> [Instructions for the task]:
Please return each line of the data below that contains the word "outline", treating uppercase and lowercase as different.
-- BEGIN Records provided --
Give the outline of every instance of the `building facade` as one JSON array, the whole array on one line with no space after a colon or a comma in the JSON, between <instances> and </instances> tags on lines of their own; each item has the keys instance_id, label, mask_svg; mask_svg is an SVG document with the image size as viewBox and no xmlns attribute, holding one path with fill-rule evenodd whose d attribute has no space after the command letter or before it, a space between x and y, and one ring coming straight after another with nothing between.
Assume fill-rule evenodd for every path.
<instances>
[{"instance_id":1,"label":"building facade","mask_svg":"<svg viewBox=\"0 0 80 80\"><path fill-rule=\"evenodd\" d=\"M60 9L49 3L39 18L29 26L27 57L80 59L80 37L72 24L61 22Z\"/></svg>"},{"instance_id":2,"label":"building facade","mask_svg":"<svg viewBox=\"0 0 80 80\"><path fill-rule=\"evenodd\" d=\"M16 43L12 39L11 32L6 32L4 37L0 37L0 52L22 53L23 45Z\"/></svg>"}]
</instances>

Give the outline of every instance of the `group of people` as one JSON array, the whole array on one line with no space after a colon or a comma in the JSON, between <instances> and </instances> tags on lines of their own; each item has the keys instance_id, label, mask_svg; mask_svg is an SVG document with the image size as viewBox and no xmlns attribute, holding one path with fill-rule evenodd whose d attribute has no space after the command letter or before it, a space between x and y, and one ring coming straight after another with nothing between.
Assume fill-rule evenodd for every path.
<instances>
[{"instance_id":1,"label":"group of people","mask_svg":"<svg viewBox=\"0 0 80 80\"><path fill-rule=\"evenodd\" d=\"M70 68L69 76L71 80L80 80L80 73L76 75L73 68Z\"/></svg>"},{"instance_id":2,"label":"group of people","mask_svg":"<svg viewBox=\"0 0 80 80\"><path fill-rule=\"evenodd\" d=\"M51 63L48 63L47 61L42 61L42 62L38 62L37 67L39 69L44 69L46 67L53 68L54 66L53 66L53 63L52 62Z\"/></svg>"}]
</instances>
-- END Records provided --
> [Task output]:
Give the outline of every instance of the `building facade` as one JSON array, the whole array on one line with no space after a colon or a comma in the JSON, between <instances> and </instances> tags on lines of their own; each item has the keys instance_id, label, mask_svg; mask_svg is an SVG document with the image size as viewBox and no xmlns attribute, holding one path with fill-rule evenodd whose d attribute has no space after the command letter or before it, a space between x and y, and one ring coming straight after another with nothing between.
Give the outline of every instance of the `group of people` as one JSON array, the whole array on one line with no space after a colon or a comma in the JSON, between <instances> and </instances> tags on lines of their own; each item has the keys instance_id, label, mask_svg; mask_svg is an SVG document with the image size as viewBox and no xmlns attribute, holding one path with fill-rule evenodd whose d attribute has no space after the command letter or before it, a space between x and y, and one ring coming straight after another with nothing between.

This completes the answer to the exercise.